**Exercise**
Write out the items word for word, from their first line through the line containing "output: one JSON", inclusive.

— start Provided data —

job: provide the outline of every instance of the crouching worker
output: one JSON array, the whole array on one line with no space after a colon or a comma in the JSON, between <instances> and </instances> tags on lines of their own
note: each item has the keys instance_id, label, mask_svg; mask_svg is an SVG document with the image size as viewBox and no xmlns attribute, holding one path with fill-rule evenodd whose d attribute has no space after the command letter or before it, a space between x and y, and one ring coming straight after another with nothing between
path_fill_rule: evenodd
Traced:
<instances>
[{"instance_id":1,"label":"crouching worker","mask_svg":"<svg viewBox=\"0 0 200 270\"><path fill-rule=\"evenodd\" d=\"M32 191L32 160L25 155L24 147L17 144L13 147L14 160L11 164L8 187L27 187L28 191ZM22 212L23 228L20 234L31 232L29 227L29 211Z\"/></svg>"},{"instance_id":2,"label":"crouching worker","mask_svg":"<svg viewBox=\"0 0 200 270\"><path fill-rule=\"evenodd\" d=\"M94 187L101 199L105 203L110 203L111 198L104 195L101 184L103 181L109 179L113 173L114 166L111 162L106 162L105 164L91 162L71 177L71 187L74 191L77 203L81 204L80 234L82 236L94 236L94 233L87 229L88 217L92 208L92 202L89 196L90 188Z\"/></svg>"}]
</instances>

— end Provided data —

**Reply**
job: provide the outline of every instance of the crouching worker
output: one JSON array, the whole array on one line with no space after a colon or a comma in the JSON, between <instances> and </instances> tags on lines of their own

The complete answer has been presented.